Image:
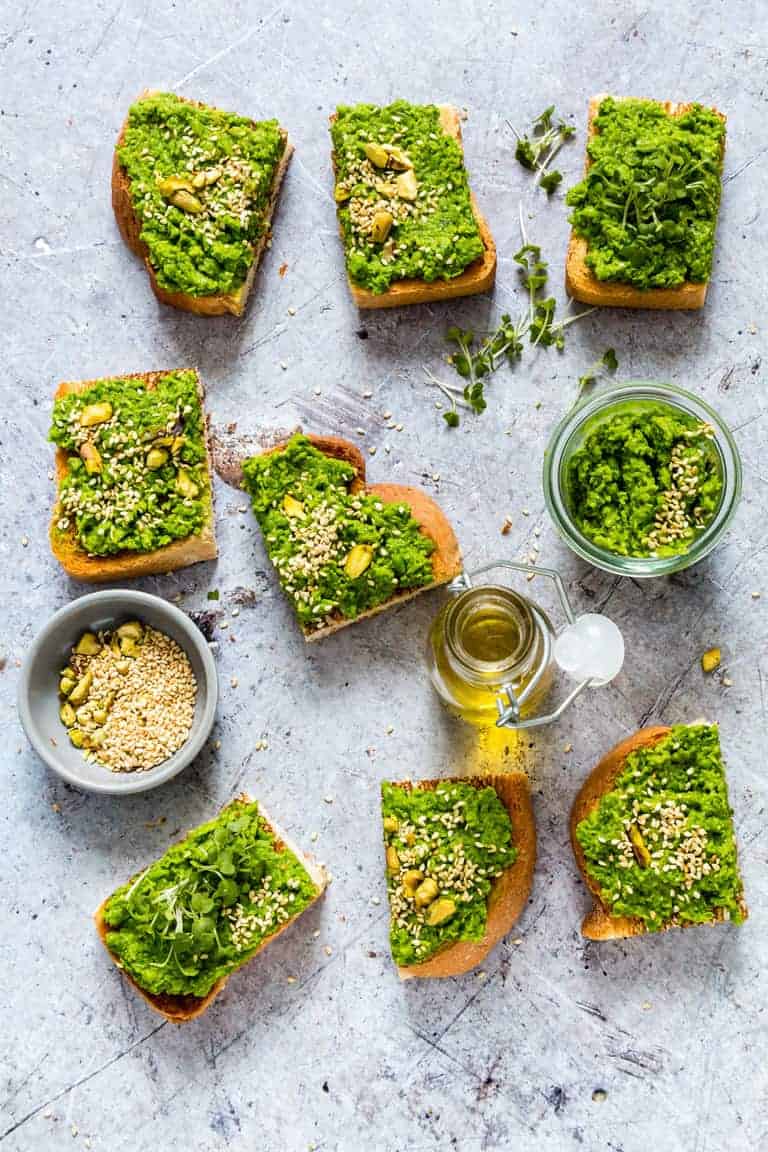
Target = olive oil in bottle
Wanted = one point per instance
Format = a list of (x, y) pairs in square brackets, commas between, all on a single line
[(484, 642)]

[Task requirements] The pictures should be dropped, and every line above should be set down again exactly.

[Response area]
Image:
Target = olive oil in bottle
Wanted = one point per instance
Format = a list of (x, y) pairs in square brackets, commas between, all on a single line
[(484, 642)]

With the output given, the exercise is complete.